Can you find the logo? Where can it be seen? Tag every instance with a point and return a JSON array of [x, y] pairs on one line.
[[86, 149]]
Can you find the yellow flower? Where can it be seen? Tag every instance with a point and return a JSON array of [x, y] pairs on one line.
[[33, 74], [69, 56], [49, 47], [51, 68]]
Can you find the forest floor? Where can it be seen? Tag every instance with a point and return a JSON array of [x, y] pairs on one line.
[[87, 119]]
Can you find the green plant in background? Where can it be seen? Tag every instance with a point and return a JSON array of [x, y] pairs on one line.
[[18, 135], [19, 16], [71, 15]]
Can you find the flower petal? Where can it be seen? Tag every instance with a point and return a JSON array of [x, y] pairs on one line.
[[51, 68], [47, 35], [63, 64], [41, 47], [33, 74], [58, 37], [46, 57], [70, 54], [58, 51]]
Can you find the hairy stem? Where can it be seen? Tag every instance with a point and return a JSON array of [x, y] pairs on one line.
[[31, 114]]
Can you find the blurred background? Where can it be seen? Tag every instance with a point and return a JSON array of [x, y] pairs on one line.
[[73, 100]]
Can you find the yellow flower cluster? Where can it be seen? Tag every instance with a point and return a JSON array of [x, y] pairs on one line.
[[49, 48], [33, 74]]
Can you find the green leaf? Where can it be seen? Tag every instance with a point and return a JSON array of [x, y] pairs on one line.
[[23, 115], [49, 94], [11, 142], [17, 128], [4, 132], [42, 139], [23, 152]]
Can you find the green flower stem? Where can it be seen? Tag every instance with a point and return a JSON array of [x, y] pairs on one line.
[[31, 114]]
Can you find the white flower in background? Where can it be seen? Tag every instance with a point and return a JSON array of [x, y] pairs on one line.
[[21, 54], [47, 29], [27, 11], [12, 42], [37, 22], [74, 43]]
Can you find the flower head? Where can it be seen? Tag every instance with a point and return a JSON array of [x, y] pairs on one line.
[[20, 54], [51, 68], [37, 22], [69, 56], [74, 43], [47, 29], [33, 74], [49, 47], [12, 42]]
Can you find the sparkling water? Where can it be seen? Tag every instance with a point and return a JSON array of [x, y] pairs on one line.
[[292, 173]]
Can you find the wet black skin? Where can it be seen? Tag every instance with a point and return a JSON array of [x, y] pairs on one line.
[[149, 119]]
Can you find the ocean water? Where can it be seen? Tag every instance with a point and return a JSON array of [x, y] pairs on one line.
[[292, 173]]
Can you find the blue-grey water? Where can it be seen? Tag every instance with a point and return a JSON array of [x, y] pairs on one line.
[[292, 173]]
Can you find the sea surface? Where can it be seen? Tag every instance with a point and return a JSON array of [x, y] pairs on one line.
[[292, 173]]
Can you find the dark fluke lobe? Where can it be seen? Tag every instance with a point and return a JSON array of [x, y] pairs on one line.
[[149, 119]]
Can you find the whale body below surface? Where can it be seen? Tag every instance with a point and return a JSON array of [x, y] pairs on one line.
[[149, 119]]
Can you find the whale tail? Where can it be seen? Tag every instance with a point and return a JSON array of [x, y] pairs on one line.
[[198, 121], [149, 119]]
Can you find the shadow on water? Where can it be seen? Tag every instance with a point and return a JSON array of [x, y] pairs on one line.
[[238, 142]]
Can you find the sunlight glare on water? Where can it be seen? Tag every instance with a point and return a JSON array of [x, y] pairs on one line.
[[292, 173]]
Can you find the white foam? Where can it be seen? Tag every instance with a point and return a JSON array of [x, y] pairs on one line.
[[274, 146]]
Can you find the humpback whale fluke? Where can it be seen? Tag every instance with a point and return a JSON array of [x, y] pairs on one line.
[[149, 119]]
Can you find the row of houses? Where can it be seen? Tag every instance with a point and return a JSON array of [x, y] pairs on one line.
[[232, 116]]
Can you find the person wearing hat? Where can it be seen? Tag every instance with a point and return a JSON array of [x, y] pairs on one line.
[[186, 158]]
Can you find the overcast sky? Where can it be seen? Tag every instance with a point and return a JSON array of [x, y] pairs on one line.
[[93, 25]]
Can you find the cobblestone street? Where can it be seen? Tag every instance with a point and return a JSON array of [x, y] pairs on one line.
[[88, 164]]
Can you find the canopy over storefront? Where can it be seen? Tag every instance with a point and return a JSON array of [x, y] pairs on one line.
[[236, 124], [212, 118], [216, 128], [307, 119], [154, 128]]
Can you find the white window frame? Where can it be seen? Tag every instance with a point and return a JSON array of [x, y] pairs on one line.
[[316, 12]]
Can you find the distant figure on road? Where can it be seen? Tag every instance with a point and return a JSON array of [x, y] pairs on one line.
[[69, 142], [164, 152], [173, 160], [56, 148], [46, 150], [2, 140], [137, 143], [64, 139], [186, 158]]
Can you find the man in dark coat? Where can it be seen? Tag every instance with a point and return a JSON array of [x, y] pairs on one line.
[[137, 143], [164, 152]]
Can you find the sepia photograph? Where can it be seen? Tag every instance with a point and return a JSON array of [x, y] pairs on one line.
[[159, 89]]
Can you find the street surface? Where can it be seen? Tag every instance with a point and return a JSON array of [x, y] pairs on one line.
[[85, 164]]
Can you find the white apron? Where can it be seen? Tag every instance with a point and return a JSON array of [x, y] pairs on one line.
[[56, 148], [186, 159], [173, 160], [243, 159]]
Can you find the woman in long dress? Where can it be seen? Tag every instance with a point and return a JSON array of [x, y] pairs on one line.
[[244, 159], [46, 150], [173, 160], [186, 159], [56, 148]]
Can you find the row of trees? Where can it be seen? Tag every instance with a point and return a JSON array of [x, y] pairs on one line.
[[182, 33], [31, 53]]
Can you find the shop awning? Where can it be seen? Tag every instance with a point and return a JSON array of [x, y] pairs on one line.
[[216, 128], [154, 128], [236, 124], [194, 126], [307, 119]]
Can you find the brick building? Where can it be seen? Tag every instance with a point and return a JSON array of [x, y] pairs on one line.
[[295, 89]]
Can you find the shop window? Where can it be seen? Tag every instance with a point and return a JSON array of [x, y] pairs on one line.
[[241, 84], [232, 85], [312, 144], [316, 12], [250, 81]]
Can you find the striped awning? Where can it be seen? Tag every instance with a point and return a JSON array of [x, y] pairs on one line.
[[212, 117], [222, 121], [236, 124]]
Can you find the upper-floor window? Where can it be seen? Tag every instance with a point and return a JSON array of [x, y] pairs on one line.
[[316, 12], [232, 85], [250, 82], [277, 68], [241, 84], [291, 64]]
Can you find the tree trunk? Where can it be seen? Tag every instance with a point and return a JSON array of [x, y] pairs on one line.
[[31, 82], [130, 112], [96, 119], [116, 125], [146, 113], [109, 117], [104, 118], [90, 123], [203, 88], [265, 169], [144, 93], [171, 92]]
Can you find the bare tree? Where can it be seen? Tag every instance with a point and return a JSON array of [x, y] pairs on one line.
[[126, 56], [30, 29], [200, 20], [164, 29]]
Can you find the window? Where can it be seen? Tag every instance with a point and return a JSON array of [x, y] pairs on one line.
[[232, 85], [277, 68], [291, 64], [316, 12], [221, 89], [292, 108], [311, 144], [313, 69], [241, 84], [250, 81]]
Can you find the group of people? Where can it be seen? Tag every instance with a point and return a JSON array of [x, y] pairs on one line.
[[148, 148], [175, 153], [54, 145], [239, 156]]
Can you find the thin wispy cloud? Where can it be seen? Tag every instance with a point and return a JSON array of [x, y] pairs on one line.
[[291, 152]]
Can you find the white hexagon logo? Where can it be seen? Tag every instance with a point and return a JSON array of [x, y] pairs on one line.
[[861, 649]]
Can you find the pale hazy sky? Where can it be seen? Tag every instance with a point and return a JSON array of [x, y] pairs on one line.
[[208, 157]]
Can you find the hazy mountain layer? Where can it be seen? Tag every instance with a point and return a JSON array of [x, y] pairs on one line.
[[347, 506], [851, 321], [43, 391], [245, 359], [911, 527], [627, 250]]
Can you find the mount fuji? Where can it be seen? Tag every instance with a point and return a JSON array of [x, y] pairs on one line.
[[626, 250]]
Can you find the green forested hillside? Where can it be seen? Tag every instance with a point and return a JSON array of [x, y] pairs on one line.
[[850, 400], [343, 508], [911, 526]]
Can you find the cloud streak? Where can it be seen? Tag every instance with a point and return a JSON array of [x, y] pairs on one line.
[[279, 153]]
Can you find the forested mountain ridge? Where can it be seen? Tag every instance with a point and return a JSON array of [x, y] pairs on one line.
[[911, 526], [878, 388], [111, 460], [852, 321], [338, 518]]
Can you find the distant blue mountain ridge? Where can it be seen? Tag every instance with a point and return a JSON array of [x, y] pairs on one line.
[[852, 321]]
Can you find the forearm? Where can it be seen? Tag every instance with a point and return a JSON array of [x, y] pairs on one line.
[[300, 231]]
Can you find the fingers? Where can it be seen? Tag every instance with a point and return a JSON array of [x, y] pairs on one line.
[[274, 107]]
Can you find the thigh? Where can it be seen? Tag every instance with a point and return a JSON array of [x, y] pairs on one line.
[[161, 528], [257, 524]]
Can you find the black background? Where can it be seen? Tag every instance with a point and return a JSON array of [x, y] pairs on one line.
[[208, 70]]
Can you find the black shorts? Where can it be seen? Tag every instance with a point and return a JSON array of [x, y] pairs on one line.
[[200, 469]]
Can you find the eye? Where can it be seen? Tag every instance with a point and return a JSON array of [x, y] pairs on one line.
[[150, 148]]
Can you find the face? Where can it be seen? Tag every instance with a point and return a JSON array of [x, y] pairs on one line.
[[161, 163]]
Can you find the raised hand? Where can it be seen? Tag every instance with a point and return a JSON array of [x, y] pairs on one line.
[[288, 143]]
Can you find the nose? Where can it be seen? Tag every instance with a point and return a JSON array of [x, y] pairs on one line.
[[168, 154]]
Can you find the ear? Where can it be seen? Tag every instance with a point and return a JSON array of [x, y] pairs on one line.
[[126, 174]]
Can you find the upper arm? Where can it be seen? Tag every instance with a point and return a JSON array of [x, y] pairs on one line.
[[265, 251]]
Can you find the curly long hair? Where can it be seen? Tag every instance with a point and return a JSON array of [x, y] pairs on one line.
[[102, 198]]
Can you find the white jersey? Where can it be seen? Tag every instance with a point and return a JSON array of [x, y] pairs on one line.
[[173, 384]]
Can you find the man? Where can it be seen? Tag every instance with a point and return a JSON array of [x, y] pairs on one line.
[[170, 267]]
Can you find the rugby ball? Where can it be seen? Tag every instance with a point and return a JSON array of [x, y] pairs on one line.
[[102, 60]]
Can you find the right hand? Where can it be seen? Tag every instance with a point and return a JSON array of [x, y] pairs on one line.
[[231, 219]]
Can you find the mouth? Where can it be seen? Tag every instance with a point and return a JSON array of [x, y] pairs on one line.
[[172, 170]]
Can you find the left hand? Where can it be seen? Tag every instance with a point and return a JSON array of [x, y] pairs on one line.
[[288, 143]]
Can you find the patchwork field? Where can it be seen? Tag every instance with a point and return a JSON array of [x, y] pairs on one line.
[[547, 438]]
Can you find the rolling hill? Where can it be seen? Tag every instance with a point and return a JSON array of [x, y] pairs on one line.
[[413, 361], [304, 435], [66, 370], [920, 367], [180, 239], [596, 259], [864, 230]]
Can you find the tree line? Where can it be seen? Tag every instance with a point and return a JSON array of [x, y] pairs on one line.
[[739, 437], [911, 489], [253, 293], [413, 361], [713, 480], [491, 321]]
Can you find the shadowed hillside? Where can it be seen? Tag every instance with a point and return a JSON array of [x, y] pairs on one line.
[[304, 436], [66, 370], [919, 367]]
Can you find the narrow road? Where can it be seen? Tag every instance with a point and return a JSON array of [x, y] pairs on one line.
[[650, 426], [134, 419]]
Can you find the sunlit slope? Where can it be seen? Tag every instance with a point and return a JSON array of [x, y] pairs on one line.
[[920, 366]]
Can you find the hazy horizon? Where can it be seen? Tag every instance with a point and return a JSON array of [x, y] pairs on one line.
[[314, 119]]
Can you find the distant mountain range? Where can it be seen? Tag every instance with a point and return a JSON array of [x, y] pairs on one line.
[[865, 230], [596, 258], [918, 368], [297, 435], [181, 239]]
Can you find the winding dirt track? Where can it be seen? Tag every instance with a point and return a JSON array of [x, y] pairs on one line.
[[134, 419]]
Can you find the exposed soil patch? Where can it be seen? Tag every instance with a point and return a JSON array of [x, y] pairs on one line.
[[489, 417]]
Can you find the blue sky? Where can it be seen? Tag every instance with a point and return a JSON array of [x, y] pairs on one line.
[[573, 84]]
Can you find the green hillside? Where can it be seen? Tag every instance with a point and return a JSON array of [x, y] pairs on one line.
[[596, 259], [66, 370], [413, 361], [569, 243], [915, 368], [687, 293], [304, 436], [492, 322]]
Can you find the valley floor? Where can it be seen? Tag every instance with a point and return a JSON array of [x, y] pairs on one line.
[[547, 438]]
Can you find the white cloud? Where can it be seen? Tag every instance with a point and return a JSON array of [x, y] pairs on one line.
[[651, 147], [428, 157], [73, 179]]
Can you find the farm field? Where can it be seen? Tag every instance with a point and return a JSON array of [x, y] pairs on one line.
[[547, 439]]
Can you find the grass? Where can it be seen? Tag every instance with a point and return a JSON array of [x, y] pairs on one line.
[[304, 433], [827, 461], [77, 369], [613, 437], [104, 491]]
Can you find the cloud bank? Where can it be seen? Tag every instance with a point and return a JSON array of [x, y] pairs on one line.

═══

EXERCISE DETAILS » Return the stretch of the listing from the line containing "Can you find the canopy" through the line containing "[[85, 164]]", both included, reproduced verbatim.

EXPECTED ANSWER »
Can you find the canopy over storefront? Where can it be seen? Tag every instance with a point and return a JSON array of [x, y] pairs on one line.
[[236, 124], [212, 118], [216, 128], [307, 119], [154, 128]]
Can you find the white window frame? Where can it be seen? Tag every instance with a point and return a JSON array of [x, y] pairs on one line.
[[316, 12]]
Can you find the distant figure on road? Where can it be seen? Tag every instance with a point and return a JSON array of [x, y] pairs on one line.
[[69, 142], [164, 152], [173, 160], [56, 148], [46, 150], [2, 140], [137, 143], [64, 139], [186, 158]]
Can you find the man in dark coat? Where can it be seen? Tag every instance with a point and return a JSON array of [x, y] pairs on one line.
[[137, 143], [164, 152]]
Can you find the sepia photograph? Where can it be seen? Tag every instance with a point and return a JSON array of [x, y] pairs on one line.
[[159, 89]]
Can you find the street surface? Where can it be seen? Tag every instance with a point and return a JSON array of [x, y] pairs on one line.
[[85, 164]]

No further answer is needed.